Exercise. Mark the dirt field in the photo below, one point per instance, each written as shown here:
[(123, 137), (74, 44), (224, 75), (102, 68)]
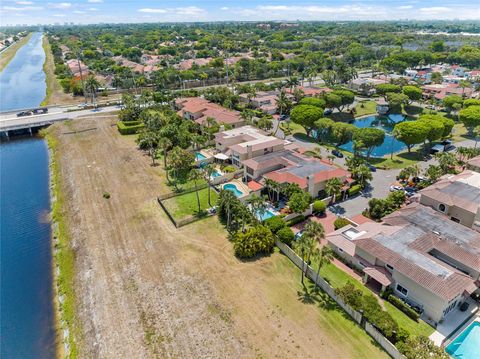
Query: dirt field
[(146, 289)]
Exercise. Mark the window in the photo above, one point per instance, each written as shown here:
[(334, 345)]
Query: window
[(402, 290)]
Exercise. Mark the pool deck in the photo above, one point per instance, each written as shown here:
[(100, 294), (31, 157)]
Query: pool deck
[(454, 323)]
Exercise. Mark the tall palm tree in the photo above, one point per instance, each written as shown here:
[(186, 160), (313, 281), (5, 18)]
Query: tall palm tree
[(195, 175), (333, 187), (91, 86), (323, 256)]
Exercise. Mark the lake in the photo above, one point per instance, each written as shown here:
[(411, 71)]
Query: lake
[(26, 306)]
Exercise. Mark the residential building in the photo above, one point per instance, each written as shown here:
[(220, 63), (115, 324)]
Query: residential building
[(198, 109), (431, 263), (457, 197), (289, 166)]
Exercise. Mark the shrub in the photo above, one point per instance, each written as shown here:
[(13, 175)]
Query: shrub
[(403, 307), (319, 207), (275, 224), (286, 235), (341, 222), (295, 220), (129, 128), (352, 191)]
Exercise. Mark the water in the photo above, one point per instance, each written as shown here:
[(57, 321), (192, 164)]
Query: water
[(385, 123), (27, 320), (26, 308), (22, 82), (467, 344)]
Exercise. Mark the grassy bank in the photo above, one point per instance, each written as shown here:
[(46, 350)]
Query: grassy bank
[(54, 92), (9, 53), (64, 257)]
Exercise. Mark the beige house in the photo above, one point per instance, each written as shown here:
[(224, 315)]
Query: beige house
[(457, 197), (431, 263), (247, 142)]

━━━━━━━━

> TO DO: Update all the entries above by replacing "Query" with "Target" and keeping everything else the same. Leave out the pictures.

> EXPECTED OUTPUT:
Exercise. Mark the dirt field in the photo below, one point per instance, each written as shown here:
[(123, 137), (74, 44), (224, 75), (102, 68)]
Target: dirt field
[(146, 289)]
Exercise. Mark the window in the photo above, one point per instance, each written as shown here:
[(334, 345)]
Target: window
[(402, 290)]
Exercise. Mark the pool deck in the photo above, one point per instance, each written as shown here:
[(100, 294), (31, 157)]
Target: pool deck
[(454, 323)]
Exercise. Mark the tall palm tree in the photo above, one point per instance, each written as shown here:
[(186, 160), (313, 281), (5, 18)]
Target: tall palm tree
[(195, 175), (333, 187), (91, 86), (323, 256)]
Exercise. Mark the lake in the photo above, one point per instance, each written as shown here:
[(411, 71)]
Target: lake
[(26, 306)]
Exercise. Mark the residential building in the photo above, one point per instance, each written as shown here:
[(220, 63), (115, 324)]
Target: residential building
[(198, 109), (431, 263), (457, 197), (289, 166)]
Exercise. Mark the shrub in the photo above, one point per instance, each written as shown here:
[(13, 175)]
Target: shrub
[(403, 307), (319, 207), (275, 224), (286, 235), (341, 222), (295, 220), (129, 128), (352, 191)]
Exercise. Mark the water in the photo above, one point per instance, each written as shown here:
[(57, 321), (192, 164)]
Target: water
[(385, 123), (27, 320), (26, 308), (22, 82), (467, 344)]
Exercise. Mark the grassy bank in the photo above, one point per instance, each written as shown here:
[(46, 350)]
Target: grassy bank
[(54, 92), (9, 53), (64, 257)]
Exercise. Mark the beige house in the photo above, one point per instance, each written as shown here:
[(224, 315)]
Target: beige house
[(457, 197), (431, 263), (247, 142)]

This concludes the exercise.